> [Quoted passage]:
• • • • •

[r-t] Hubbard, etc

edward martin edward.w.martin at gmail.com
Sun Jun 17 11:27:19 UTC 2012


On 17 June 2012 00:01, Robin Woolley <robin at robinw.org.uk> wrote:
> Hi all,
>
> I only get the digests, so apologies if this has already been dealt with.
>
> It seems that Eddie Martin might be wrong. My reasoning is as follows:
>
> Group 'q' methods have the property that plains and bobs can be swapped to
> give another true composition of the same length. This is certainly true for
> Hubbard's peal. Doing this means that a 'home' becomes BBBBBBP instead of
> PPPPPPB.
>
> Now, for a group 'p' method, BBBB is a bob-course so BBBBBBP must be false.
>
> Best wishes
> Robin

Eddie Martin most certainly is wrong. To do what I adamantly
instructed is physically impossible!
To get from one treble's lead to the next of PB simply transpose by
214365 (eg from 234567 we get 325476) but to get from one treble's
lead to the next of SS you have to transpose by 315264 so please
forget all that I said about reversing from handstroke leads, it
doesn't work!

What does work is to realise that the 5040 can be set out in 360 plain
course structures and that as far as the treble's leads are concerned,
within any particular plain course, exactly the same rows will occur
at treble's leads whether ringing Plain Bob or St.Simon's - albeit in
reverse order . Therefore If the original comp is for Plain Bob and
starts with a bob W, if no other leads of the plain course from rounds
are bobbed, then a bob at W in St.Simon's must be true. In other words
simply bob the same leads in either method.

• • • • •

> [Tasks to carry out]:
1: Answer these questions about the change-ringing post:
(a) What does Robin Woolley say a "home" becomes when plains and bobs are swapped?
(b) Which transposition takes one treble's lead to the next of SS?
(c) Into how many plain course structures can the 5040 be set out?
2: Reproduce the change-ringing post from "edward martin edward.w.martin" up to and including "been dealt with.", switching "digests" for "summaries".
3: Extend the change-ringing post beyond its final sentence.

> [Photo labels with boxes]:
• • • • •

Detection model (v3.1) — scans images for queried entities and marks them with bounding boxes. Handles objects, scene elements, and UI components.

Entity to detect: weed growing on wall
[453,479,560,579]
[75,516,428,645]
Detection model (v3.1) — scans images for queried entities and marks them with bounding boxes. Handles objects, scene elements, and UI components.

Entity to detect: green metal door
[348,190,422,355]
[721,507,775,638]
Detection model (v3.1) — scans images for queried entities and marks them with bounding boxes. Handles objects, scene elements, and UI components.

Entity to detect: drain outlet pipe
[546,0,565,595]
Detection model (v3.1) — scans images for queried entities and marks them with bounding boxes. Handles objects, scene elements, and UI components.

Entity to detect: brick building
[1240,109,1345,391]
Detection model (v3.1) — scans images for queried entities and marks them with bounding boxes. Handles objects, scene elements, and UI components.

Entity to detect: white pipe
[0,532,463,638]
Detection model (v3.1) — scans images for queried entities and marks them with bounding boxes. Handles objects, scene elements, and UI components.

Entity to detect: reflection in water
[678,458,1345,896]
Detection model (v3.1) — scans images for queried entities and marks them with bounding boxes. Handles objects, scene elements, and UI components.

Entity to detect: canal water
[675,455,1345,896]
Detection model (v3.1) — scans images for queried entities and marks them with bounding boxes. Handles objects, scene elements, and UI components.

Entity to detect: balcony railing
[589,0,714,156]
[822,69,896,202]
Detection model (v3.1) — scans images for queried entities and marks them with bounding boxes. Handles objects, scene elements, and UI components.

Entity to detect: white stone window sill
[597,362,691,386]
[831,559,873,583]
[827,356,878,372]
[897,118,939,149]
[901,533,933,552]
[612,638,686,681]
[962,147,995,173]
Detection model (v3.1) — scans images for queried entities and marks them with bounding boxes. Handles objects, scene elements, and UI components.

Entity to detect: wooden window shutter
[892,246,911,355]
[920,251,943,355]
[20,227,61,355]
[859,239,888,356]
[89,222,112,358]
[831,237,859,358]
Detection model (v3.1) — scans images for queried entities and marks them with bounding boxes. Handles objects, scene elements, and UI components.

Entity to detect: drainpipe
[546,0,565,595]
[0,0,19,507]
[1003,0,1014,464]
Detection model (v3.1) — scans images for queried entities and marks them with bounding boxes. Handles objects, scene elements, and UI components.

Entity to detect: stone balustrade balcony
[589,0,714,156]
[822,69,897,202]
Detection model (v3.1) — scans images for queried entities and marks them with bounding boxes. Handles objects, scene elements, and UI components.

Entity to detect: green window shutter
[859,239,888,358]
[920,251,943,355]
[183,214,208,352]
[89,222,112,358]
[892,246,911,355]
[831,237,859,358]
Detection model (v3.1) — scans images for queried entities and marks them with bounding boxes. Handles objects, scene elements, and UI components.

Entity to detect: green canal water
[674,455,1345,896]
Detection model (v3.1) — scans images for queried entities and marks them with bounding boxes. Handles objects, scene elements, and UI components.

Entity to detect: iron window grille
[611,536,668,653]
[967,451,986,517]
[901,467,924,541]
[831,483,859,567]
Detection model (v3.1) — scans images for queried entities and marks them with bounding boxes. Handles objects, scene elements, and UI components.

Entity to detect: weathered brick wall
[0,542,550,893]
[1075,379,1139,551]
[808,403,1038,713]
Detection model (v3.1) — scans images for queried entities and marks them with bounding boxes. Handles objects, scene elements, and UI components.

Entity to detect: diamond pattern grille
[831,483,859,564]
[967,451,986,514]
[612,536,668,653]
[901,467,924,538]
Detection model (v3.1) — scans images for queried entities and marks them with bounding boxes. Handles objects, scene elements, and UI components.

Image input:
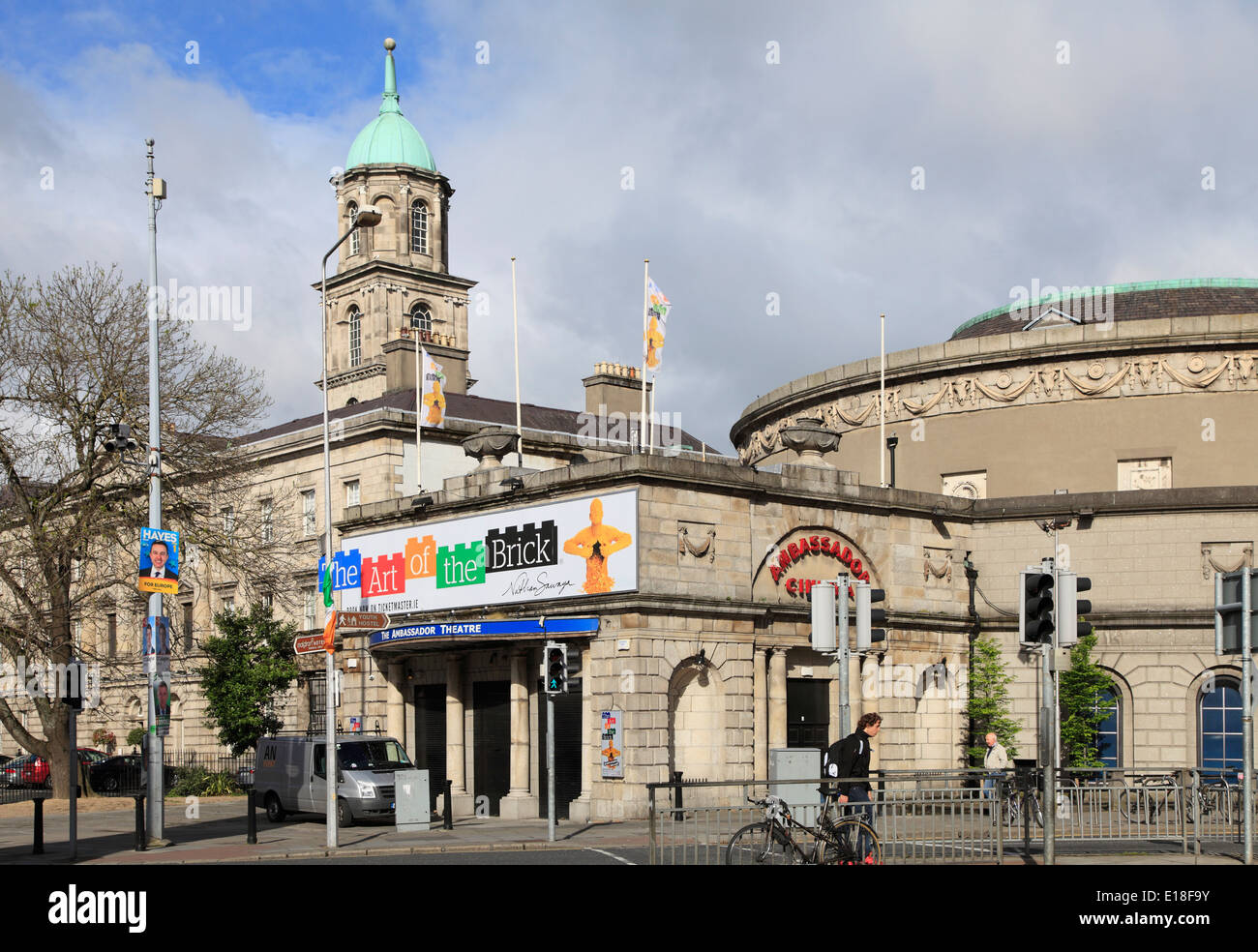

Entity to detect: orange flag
[323,611,336,654]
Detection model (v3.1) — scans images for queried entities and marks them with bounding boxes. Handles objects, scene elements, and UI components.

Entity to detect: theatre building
[44,35,1258,820]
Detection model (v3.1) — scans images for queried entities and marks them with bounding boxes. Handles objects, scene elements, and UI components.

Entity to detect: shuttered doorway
[472,680,511,817]
[415,684,445,810]
[537,679,583,820]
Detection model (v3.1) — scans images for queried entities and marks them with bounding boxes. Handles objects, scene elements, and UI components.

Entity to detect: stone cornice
[337,454,1258,533]
[731,314,1258,461]
[311,259,477,298]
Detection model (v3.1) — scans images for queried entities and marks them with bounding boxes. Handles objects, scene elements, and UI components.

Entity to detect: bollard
[244,786,258,844]
[135,796,148,852]
[32,797,45,855]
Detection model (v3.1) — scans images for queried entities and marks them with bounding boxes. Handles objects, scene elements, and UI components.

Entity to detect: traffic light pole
[143,138,166,847]
[546,695,554,843]
[1040,634,1057,867]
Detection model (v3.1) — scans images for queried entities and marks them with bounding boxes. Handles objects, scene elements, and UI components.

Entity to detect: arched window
[346,201,361,254]
[1095,687,1123,767]
[410,198,428,254]
[410,303,433,332]
[349,307,362,368]
[1196,678,1244,771]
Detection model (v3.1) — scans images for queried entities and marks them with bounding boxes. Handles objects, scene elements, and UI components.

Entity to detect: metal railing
[646,767,1244,865]
[646,771,1003,865]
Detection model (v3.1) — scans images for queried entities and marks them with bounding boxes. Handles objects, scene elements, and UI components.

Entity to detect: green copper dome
[344,39,436,172]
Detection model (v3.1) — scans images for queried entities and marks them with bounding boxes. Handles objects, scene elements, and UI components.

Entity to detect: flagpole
[646,373,659,453]
[422,327,424,495]
[878,314,887,486]
[511,255,524,469]
[638,257,650,453]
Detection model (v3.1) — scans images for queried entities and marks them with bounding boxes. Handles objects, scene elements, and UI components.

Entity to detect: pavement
[0,797,1241,865]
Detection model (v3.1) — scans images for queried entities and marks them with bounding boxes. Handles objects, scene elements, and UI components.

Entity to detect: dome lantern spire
[344,37,436,172]
[380,37,402,116]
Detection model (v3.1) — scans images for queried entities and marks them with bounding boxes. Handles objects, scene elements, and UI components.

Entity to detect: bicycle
[1119,775,1179,823]
[1002,777,1044,826]
[725,795,882,867]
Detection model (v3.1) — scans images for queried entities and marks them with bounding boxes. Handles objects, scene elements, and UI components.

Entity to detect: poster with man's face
[135,527,179,595]
[150,676,170,737]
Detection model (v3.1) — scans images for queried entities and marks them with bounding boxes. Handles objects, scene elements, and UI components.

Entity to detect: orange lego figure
[646,313,664,370]
[563,499,633,595]
[424,380,445,427]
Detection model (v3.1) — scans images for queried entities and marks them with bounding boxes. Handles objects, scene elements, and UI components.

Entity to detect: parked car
[88,754,175,793]
[20,747,109,789]
[0,754,35,788]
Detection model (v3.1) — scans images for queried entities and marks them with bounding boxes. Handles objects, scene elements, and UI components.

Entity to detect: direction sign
[336,611,389,632]
[293,634,323,654]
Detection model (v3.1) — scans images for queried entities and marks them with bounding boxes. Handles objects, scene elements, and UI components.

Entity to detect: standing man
[822,710,882,861]
[982,733,1009,800]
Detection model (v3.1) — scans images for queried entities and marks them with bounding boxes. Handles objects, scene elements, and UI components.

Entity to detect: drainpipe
[965,558,982,767]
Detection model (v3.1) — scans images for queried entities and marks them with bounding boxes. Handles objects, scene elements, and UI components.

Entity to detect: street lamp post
[319,205,380,848]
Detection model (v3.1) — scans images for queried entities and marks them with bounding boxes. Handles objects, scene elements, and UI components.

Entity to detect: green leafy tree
[1058,634,1114,767]
[965,638,1019,767]
[197,604,299,756]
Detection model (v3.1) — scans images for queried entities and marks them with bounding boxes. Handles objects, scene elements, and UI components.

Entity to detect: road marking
[585,847,638,867]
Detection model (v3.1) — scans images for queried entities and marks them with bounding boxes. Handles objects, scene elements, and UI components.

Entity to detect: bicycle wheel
[819,817,882,867]
[725,822,795,867]
[1119,789,1145,822]
[1005,791,1022,826]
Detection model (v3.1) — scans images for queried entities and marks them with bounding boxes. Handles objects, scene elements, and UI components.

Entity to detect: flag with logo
[642,278,672,370]
[323,611,336,654]
[420,349,445,429]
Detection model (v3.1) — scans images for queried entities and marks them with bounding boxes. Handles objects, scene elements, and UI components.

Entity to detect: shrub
[170,767,240,796]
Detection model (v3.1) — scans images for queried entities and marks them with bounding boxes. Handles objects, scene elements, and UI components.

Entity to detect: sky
[0,0,1258,452]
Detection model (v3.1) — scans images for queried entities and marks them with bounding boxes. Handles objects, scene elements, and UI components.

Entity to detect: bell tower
[314,39,475,406]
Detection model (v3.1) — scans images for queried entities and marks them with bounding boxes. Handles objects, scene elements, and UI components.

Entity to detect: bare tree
[0,265,285,796]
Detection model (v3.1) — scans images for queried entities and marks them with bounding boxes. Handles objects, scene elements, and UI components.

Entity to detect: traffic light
[542,642,567,695]
[1057,572,1092,647]
[855,582,887,651]
[809,583,835,651]
[1018,569,1053,645]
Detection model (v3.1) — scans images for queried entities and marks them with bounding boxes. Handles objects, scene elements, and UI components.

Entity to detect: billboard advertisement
[318,490,638,613]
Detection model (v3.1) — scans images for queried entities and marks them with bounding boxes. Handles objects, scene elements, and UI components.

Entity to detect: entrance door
[472,680,511,817]
[415,684,445,810]
[787,678,830,751]
[537,679,583,820]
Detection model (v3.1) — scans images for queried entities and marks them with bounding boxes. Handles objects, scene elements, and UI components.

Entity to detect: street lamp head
[353,205,381,227]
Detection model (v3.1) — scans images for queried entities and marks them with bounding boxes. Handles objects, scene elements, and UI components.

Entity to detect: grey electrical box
[768,747,822,826]
[394,770,433,833]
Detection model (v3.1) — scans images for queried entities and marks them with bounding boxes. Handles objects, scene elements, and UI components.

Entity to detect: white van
[253,734,414,826]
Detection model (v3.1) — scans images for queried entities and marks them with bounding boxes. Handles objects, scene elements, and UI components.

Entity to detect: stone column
[768,647,787,750]
[567,645,603,822]
[385,662,411,747]
[751,647,768,780]
[498,647,538,820]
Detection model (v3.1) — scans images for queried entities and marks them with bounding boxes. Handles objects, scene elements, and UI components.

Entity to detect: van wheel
[267,792,285,822]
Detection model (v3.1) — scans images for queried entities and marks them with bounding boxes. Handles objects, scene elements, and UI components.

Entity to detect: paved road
[249,848,648,867]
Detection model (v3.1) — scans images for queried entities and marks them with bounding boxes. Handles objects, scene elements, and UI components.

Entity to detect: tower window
[410,198,428,254]
[349,307,362,368]
[410,305,433,333]
[346,201,361,254]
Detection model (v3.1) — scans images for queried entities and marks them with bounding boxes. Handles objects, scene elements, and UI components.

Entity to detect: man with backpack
[822,712,882,860]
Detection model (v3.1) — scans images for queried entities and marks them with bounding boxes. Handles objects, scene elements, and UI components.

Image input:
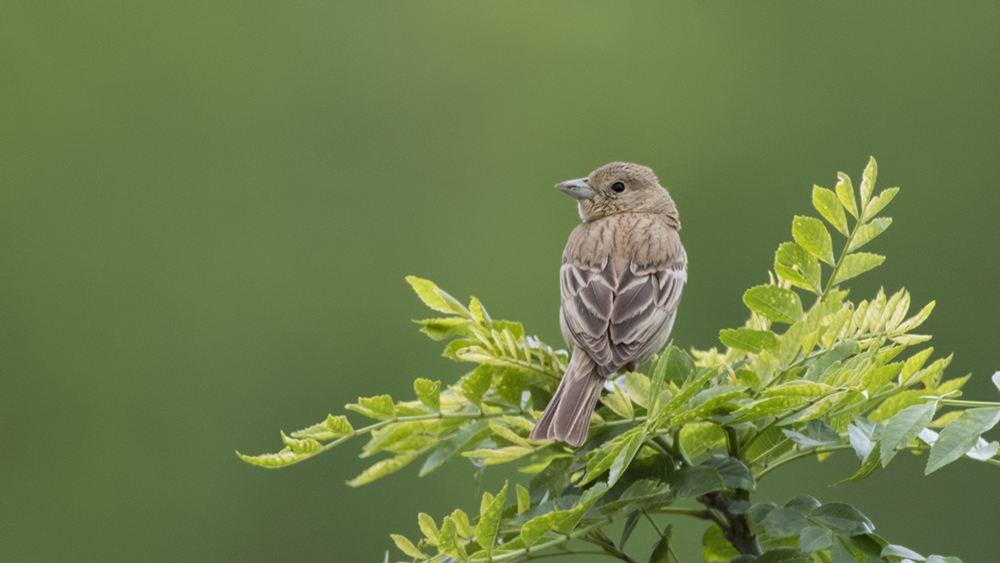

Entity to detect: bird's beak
[556,178,594,199]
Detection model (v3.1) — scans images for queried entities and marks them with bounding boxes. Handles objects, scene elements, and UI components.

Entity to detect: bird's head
[556,162,680,227]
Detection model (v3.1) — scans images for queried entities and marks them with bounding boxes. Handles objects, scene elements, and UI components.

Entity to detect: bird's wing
[560,249,687,375]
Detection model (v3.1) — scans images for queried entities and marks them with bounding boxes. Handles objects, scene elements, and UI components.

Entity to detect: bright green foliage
[241,159,1000,563]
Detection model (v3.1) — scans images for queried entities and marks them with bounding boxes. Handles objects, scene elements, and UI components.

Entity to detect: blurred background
[0,1,1000,563]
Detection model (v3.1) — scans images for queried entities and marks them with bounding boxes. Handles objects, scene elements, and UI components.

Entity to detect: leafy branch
[240,159,1000,563]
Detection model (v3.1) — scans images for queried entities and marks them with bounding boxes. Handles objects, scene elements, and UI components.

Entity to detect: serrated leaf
[476,483,507,556]
[792,215,834,266]
[833,252,885,285]
[649,536,670,563]
[417,512,439,545]
[774,242,822,293]
[406,276,471,318]
[702,456,757,491]
[719,328,781,354]
[836,442,882,485]
[517,483,531,514]
[861,188,899,223]
[761,506,809,538]
[347,453,417,487]
[292,414,354,440]
[799,526,833,553]
[847,217,892,252]
[625,371,650,408]
[880,544,924,561]
[389,534,427,559]
[743,285,802,323]
[895,301,936,334]
[601,382,635,420]
[813,186,847,236]
[462,446,535,465]
[924,408,1000,475]
[880,402,936,467]
[618,511,642,549]
[345,395,396,420]
[413,377,441,411]
[810,502,875,535]
[861,157,878,209]
[462,364,493,405]
[836,172,858,219]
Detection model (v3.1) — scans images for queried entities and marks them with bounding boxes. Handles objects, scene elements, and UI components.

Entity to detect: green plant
[241,159,1000,563]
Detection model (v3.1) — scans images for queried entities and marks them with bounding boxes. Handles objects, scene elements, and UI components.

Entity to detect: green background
[0,1,1000,563]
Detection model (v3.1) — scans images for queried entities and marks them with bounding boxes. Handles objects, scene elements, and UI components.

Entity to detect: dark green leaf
[702,456,757,491]
[774,242,823,293]
[847,217,892,252]
[924,408,1000,474]
[811,502,875,535]
[719,328,781,354]
[743,285,802,323]
[413,377,441,411]
[649,536,670,563]
[792,215,833,265]
[813,186,847,236]
[804,342,858,383]
[880,402,936,467]
[837,172,858,219]
[833,252,885,285]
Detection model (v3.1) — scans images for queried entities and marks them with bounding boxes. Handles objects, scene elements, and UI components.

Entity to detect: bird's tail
[531,348,604,446]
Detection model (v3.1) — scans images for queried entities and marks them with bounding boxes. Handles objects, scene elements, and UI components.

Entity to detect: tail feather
[531,350,604,446]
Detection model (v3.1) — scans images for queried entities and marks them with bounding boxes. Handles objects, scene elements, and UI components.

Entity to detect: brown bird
[531,162,687,446]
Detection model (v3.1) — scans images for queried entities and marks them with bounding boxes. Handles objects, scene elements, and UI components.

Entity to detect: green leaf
[809,502,875,535]
[719,328,781,354]
[836,442,882,485]
[345,395,396,420]
[649,536,670,563]
[462,446,535,465]
[847,217,892,252]
[799,526,833,553]
[347,452,417,487]
[438,516,467,560]
[761,507,809,538]
[702,456,757,491]
[837,172,858,219]
[625,371,650,408]
[517,483,531,514]
[792,215,833,266]
[578,425,644,487]
[743,285,802,323]
[292,414,354,440]
[417,512,439,545]
[833,252,885,285]
[880,544,924,561]
[881,401,936,467]
[861,157,878,209]
[462,364,493,405]
[413,377,441,411]
[924,408,1000,474]
[413,317,471,340]
[861,188,899,222]
[406,276,472,319]
[601,382,635,420]
[476,483,507,556]
[803,342,858,383]
[618,511,642,549]
[389,534,427,559]
[813,186,847,236]
[774,242,823,293]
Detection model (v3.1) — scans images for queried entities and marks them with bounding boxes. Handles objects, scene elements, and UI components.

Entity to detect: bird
[530,162,687,446]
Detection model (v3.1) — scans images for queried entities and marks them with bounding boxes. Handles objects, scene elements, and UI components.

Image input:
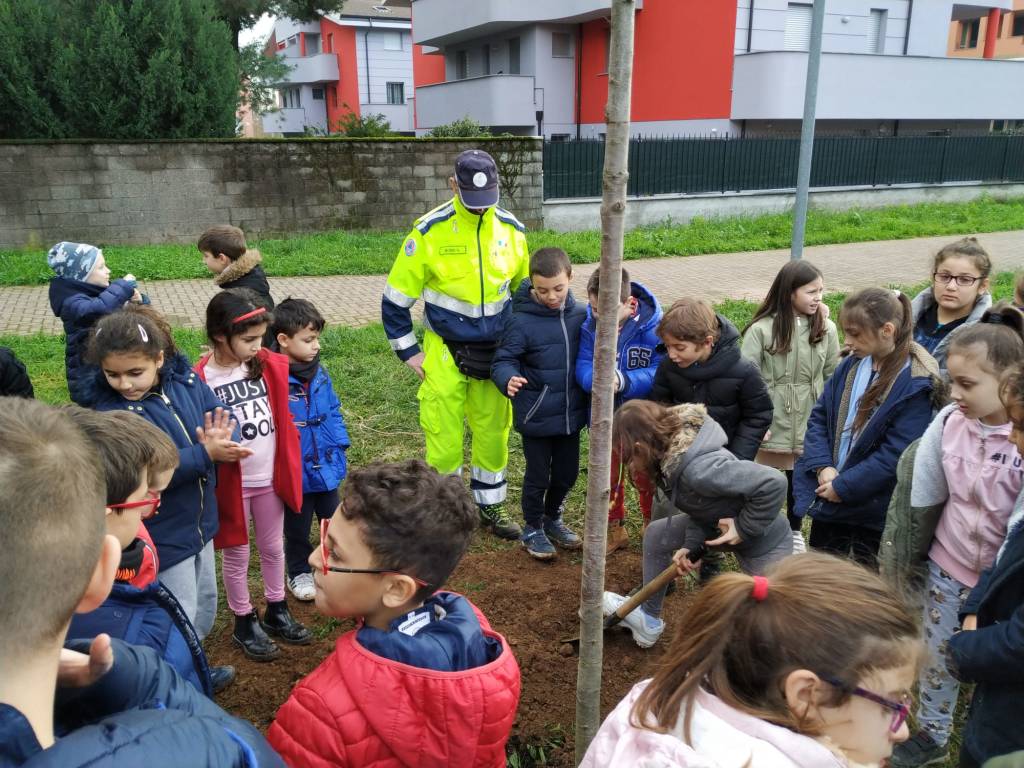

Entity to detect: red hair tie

• • • • •

> [The answers]:
1:
(a) BBBBBBP instead of PPPPPPB.
(b) 315264.
(c) 360.

2:
edward martin edward.w.martin at gmail.com
Sun Jun 17 11:27:19 UTC 2012


On 17 June 2012 00:01, Robin Woolley <robin at robinw.org.uk> wrote:
> Hi all,
>
> I only get the summaries, so apologies if this has already been dealt with.

3:
> Group 'q' methods have the property that plains and bobs can be swapped to
> give another true composition of the same length. This is certainly true for
> Hubbard's peal. Doing this means that a 'home' becomes BBBBBBP instead of
> PPPPPPB

Calling a bob every lead in St.Simon's results in a full 'course'
which contains leads from seven different plain courses; calling a bob
every lead in Plain Bob contains leads from four different plain
courses. To adapt the calling for one method to the other necessitates
including the particular bobbed leads plus the plain leads which
happen to have been excluded in the original touch (initially, to
involve the same q-sets  a bob in one method, will require PPPPB in
the other method)

Eddie
 (with apologies for my previous postings)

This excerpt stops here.